Gather the lines below that include the string "dress", copying each in full.

RECORDS PROVIDED Start Marker

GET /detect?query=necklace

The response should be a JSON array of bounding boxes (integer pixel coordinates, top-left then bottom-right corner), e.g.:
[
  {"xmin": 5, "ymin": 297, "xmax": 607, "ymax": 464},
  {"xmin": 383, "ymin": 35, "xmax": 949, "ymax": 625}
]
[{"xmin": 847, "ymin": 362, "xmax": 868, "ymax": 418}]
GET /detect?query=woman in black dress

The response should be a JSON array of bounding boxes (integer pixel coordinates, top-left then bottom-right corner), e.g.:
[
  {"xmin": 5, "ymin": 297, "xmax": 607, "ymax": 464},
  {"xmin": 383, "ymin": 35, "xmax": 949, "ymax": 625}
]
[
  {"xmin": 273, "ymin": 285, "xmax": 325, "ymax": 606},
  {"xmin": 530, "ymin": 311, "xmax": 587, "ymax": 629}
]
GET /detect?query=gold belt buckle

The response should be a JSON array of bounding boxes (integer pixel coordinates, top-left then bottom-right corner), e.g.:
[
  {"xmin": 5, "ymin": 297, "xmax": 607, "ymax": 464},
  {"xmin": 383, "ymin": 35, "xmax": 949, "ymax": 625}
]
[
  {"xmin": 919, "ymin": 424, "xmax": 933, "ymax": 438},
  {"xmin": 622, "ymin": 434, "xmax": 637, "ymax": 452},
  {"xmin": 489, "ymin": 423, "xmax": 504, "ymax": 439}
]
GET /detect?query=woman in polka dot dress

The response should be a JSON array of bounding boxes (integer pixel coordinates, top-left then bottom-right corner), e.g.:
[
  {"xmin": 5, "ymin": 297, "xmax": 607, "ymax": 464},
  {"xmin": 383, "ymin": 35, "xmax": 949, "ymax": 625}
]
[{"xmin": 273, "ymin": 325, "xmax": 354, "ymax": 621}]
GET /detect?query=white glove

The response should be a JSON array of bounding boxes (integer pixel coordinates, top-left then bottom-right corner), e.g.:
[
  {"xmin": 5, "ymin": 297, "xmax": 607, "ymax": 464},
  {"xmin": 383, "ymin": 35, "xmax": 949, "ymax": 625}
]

RECORDS PROVIDED End Marker
RECORDS PROVIDED Start Marker

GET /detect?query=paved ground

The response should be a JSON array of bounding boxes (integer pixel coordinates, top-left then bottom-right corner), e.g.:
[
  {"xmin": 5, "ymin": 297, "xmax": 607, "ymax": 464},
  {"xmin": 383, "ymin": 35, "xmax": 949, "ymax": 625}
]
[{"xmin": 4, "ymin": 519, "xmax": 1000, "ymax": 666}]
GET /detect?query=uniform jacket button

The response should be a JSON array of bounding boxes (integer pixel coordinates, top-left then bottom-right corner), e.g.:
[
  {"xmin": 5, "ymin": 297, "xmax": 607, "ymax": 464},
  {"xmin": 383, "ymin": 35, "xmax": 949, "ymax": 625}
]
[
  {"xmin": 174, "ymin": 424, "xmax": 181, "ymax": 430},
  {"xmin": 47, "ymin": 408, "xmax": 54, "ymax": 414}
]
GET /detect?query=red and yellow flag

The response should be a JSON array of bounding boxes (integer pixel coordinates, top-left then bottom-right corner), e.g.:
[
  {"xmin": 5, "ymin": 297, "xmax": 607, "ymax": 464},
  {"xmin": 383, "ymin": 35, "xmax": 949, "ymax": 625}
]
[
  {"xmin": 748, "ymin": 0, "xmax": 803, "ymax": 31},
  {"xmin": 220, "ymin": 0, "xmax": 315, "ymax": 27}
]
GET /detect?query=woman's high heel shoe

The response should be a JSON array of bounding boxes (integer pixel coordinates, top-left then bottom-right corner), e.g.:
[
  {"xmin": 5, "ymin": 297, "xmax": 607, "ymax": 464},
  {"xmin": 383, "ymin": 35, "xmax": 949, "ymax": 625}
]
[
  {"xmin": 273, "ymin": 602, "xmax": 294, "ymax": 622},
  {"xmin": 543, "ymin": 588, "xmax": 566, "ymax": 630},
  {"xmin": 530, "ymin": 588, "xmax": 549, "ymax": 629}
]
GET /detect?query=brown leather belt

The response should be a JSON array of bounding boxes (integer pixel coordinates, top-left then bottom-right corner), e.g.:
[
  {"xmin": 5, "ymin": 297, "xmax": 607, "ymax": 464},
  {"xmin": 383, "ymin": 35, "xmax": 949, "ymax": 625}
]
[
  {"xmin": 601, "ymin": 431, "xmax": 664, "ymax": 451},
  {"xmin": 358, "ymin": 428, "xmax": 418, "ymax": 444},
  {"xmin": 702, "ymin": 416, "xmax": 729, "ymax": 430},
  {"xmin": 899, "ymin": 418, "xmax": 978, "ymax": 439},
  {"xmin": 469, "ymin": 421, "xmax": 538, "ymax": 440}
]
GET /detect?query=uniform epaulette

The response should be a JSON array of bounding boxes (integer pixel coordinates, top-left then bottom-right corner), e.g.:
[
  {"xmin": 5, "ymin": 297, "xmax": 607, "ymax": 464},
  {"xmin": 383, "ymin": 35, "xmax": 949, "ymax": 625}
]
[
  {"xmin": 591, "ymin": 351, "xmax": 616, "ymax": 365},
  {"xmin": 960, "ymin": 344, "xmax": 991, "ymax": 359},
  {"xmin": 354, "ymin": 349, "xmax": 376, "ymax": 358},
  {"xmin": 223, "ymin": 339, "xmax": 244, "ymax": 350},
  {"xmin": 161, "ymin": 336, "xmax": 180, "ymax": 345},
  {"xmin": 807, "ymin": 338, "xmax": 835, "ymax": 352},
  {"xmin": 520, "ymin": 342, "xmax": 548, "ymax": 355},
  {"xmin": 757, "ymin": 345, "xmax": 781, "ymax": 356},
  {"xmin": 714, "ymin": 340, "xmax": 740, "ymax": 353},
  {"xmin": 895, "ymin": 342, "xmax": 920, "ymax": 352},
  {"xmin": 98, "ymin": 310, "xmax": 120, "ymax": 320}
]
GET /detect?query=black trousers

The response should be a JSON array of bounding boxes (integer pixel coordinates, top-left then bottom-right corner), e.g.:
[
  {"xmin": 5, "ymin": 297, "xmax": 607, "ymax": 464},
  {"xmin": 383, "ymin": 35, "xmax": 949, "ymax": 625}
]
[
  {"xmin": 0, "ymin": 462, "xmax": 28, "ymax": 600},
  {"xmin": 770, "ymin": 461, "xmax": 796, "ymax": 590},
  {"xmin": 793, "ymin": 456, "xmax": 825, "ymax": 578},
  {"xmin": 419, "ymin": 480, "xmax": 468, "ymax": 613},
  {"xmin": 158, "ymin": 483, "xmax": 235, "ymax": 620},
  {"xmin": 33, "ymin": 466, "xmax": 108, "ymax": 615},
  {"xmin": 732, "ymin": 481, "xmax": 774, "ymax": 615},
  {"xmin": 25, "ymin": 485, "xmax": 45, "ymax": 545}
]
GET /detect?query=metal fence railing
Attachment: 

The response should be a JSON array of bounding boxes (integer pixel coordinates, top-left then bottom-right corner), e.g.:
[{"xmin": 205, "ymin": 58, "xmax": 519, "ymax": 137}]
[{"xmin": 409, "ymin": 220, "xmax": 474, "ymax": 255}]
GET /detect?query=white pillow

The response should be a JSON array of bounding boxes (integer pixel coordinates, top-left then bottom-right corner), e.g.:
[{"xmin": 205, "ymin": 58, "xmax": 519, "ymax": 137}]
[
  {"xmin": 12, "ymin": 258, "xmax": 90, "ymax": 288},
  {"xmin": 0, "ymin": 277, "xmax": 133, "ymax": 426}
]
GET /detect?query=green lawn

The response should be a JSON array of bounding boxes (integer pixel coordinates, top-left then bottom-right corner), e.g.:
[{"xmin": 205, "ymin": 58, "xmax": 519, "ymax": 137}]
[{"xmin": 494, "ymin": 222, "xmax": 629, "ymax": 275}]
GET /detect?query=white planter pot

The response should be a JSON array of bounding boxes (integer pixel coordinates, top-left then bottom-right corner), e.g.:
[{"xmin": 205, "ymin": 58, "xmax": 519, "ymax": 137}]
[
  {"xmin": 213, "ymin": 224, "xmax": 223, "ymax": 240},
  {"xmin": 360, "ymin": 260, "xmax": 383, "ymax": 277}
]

RECORDS PROVIDED End Marker

**ANSWER SECTION:**
GET /detect?query=woman in black dress
GET /detect?query=woman in polka dot dress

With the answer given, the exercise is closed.